● **Tasks to complete**
a) Copy out the Hanabi Taikai 2019 post word for word, in full.
b) Reproduce the rows from their first line through the line containing "box: [127, 225, 153, 305]", both included, without any changes.

Saturday, August 24, 2019

Hanabi Taikai 2019

The weekend was kind of hit-or-miss this time. I got some translation cleanup work on Friday, so between that and my regular English teaching classes I was stuck indoors all day. The weather was poor, with predictions of a typhoon coming in, so I was wondering if the annual fireworks display at Dolphin Port would be canceled Saturday. Last year, I had to work until 8 PM, and I got out of the school in time to run down to Dolphin Port and catch the last half hour of the display. This year, I was expecting to work all evening again, but when I got my schedule I discovered that the regular evening classes had been canceled. So, I was pretty happy when I left the apartment at 12:45 PM Saturday afternoon to go to the school, but I quickly realized that I'd forgotten my pocket camera. I didn't have time to go back and get it, and I just kept walking to Junkudo to get the week's newspaper for the school, and then swung by Lotteria to check out the open space there. They had a "Furusato" (local hometown) event going on Friday through Sunday, with farmers selling local produce, a couple food trucks offering pizza and hamburgers, and a small stage with occasional live entertainment. The Southern Cross idol dancers had been featured on Friday, but they weren't doing anything when I'd gone into the school that day. I didn't have my camera now, but all they had on stage was some 4-person group I didn't know doing bad karaoke. After my classes on Saturday, I did my milk buying for the week and returned home for a couple hours, to check email and eat an early dinner (and grab my camera for later).

● **Source material**
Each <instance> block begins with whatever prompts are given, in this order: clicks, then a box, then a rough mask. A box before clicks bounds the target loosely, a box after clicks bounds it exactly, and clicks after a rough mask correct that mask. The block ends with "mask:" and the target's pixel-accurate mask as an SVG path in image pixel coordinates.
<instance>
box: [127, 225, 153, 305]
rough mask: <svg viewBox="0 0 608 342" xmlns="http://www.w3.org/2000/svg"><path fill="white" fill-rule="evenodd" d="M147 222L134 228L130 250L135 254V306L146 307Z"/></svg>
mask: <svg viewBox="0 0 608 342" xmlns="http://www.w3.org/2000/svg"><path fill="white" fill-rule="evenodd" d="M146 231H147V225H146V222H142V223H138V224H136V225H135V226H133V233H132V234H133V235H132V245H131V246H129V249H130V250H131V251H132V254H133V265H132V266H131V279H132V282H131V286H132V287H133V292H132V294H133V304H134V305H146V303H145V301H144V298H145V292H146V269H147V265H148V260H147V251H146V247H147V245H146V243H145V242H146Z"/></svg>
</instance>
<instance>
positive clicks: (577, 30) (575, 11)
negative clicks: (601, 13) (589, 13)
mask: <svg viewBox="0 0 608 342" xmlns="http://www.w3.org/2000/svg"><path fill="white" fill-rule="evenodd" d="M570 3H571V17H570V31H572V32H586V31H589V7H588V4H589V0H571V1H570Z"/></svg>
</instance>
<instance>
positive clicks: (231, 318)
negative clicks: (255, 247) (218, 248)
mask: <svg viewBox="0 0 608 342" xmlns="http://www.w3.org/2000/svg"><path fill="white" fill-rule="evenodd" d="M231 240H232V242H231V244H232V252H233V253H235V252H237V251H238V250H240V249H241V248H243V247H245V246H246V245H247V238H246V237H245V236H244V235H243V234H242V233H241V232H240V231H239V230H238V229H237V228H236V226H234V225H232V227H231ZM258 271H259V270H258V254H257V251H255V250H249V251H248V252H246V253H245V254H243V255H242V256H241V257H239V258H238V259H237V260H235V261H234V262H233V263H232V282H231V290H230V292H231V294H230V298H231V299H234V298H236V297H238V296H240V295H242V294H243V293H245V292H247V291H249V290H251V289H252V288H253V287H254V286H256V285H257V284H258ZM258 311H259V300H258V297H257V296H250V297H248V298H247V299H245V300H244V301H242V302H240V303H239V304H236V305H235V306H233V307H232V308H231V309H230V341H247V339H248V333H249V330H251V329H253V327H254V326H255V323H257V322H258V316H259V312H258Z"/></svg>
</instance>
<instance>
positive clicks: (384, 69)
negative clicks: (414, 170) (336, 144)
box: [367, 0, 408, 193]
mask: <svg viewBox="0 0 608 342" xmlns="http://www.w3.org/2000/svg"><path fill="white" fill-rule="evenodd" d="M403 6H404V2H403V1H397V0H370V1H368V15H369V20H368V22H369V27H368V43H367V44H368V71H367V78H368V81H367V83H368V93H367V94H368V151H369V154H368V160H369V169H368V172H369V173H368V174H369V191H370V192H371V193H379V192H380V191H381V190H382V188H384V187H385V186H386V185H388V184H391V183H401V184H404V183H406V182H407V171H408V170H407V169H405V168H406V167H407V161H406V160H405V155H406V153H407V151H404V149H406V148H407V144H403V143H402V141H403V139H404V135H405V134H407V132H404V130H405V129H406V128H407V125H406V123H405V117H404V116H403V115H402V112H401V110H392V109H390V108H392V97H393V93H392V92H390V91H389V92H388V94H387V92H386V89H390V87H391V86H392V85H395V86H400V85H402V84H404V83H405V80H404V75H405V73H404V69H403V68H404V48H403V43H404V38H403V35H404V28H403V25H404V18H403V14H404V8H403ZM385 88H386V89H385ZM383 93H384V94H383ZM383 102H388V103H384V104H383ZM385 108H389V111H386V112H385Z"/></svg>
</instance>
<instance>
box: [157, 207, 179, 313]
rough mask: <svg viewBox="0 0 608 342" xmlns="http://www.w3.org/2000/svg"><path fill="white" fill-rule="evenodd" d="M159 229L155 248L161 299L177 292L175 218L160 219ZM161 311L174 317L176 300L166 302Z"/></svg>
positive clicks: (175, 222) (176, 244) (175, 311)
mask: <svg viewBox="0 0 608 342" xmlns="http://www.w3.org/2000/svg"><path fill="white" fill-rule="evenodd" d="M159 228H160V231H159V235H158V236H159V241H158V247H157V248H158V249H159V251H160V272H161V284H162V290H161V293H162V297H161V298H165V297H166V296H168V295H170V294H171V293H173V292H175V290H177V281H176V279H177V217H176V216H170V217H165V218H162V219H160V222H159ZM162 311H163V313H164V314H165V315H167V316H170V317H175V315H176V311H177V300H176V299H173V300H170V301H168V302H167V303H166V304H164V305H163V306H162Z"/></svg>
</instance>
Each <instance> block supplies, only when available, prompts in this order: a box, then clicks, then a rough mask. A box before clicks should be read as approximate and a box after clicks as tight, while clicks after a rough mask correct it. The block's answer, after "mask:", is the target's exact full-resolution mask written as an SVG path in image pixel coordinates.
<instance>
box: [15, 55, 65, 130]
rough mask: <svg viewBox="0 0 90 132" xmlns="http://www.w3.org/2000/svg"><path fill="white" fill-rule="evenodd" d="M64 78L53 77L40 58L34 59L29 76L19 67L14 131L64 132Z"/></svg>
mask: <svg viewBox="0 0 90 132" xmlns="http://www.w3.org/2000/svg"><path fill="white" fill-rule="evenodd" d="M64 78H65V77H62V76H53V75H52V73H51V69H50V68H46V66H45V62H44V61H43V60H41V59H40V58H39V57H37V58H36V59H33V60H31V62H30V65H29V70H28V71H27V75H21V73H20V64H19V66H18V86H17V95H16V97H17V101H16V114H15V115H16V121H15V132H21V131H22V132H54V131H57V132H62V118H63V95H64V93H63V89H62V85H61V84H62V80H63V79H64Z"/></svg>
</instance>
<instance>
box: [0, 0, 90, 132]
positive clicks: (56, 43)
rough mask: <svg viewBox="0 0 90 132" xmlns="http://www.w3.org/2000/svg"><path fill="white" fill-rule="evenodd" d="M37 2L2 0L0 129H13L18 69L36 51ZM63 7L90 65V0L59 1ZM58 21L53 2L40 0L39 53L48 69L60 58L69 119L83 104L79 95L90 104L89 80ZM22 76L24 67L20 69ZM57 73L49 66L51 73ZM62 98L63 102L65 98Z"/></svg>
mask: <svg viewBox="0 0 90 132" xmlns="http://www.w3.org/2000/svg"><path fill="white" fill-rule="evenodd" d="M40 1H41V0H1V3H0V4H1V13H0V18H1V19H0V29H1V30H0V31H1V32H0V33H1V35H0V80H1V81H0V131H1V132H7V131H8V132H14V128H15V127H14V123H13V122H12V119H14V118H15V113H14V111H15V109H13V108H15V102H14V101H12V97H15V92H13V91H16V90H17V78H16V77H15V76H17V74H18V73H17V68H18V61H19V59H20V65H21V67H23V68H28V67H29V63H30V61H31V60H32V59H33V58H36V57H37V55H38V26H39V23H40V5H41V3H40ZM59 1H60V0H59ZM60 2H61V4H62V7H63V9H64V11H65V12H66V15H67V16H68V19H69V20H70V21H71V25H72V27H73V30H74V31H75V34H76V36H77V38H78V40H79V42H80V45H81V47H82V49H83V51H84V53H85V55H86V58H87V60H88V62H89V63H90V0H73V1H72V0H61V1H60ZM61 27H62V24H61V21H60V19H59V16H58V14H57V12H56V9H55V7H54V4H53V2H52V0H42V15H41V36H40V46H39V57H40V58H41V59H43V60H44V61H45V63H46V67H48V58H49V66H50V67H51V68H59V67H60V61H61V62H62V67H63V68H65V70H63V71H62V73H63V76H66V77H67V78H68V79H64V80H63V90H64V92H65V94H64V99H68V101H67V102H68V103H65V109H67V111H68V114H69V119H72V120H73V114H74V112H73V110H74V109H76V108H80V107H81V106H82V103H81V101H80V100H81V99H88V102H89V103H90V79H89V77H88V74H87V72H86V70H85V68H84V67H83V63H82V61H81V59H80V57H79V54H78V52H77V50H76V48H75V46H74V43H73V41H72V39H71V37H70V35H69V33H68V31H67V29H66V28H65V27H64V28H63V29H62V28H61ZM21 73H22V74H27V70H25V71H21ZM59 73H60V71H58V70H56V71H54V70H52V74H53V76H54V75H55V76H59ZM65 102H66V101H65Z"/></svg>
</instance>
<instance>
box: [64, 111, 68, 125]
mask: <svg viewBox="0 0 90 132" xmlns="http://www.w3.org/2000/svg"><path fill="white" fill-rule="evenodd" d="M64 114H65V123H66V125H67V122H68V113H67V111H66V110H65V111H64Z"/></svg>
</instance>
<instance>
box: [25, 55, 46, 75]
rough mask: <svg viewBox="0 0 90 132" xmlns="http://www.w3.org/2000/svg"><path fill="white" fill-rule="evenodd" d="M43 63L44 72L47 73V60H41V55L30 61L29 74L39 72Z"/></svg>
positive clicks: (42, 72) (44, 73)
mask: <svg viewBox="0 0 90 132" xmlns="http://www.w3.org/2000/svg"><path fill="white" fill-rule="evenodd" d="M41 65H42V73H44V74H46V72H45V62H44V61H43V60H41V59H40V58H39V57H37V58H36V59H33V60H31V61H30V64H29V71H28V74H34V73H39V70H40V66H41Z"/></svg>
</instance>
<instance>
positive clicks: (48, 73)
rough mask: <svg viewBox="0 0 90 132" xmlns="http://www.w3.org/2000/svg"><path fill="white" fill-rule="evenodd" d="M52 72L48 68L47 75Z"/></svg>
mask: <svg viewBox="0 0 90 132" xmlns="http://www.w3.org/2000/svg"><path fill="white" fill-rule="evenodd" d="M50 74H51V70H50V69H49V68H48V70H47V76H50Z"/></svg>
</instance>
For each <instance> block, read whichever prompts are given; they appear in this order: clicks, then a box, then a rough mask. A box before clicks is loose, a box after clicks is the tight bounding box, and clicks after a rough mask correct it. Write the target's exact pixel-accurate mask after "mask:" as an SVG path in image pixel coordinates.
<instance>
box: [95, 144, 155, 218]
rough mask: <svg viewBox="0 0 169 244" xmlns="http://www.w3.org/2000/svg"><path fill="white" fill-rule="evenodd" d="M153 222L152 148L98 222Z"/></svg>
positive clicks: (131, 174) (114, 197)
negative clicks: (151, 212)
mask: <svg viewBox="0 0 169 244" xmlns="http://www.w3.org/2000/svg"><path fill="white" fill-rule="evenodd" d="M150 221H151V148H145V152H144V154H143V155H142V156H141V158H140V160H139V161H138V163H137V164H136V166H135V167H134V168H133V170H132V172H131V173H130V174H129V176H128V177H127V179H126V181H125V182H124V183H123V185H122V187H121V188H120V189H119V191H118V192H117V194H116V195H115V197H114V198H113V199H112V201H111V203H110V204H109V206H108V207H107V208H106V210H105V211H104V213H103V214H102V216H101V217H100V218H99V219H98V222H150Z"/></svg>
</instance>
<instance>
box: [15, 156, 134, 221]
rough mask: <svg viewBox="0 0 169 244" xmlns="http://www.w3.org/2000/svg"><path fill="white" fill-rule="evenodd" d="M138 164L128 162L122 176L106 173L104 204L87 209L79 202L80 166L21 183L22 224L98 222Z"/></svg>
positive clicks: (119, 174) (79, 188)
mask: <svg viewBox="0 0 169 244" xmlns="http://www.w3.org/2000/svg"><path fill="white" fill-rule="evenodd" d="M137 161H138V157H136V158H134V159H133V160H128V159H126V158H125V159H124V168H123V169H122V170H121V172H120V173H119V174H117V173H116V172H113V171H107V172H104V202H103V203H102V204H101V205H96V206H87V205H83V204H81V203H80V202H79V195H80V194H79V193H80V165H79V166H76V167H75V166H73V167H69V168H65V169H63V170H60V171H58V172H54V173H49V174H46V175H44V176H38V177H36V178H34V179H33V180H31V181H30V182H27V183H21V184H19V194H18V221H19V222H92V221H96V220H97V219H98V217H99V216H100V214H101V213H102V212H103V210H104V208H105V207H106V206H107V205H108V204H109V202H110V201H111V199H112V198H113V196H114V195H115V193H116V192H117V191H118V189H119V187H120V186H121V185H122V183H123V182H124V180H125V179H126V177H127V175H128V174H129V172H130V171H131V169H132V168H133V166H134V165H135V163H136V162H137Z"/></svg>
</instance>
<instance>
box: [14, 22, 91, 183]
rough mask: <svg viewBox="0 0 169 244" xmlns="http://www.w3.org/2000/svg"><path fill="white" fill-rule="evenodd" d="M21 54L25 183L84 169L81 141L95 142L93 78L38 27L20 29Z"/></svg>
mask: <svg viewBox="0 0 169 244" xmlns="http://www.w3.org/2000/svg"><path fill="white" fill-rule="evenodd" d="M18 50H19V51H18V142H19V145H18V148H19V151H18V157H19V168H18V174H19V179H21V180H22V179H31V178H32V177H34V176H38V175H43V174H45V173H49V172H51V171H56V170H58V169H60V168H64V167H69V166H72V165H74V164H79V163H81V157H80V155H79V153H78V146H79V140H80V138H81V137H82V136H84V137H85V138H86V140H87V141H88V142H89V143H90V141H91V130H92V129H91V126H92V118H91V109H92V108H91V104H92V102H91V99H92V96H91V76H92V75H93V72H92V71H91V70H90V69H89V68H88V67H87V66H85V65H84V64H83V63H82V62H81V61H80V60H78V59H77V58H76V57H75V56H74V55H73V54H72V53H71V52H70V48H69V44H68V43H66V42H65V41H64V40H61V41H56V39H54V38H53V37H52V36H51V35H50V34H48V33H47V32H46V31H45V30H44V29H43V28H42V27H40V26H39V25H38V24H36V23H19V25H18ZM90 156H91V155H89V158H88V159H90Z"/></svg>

● **Solved problems**
a)
Saturday, August 24, 2019

Hanabi Taikai 2019

The weekend was kind of hit-or-miss this time. I got some translation cleanup work on Friday, so between that and my regular English teaching classes I was stuck indoors all day. The weather was poor, with predictions of a typhoon coming in, so I was wondering if the annual fireworks display at Dolphin Port would be canceled Saturday. Last year, I had to work until 8 PM, and I got out of the school in time to run down to Dolphin Port and catch the last half hour of the display. This year, I was expecting to work all evening again, but when I got my schedule I discovered that the regular evening classes had been canceled. So, I was pretty happy when I left the apartment at 12:45 PM Saturday afternoon to go to the school, but I quickly realized that I'd forgotten my pocket camera. I didn't have time to go back and get it, and I just kept walking to Junkudo to get the week's newspaper for the school, and then swung by Lotteria to check out the open space there. They had a "Furusato" (local hometown) event going on Friday through Sunday, with farmers selling local produce, a couple food trucks offering pizza and hamburgers, and a small stage with occasional live entertainment. The Southern Cross idol dancers had been featured on Friday, but they weren't doing anything when I'd gone into the school that day. I didn't have my camera now, but all they had on stage was some 4-person group I didn't know doing bad karaoke. After my classes on Saturday, I did my milk buying for the week and returned home for a couple hours, to check email and eat an early dinner (and grab my camera for later).

b)
Each <instance> block begins with whatever prompts are given, in this order: clicks, then a box, then a rough mask. A box before clicks bounds the target loosely, a box after clicks bounds it exactly, and clicks after a rough mask correct that mask. The block ends with "mask:" and the target's pixel-accurate mask as an SVG path in image pixel coordinates.
<instance>
box: [127, 225, 153, 305]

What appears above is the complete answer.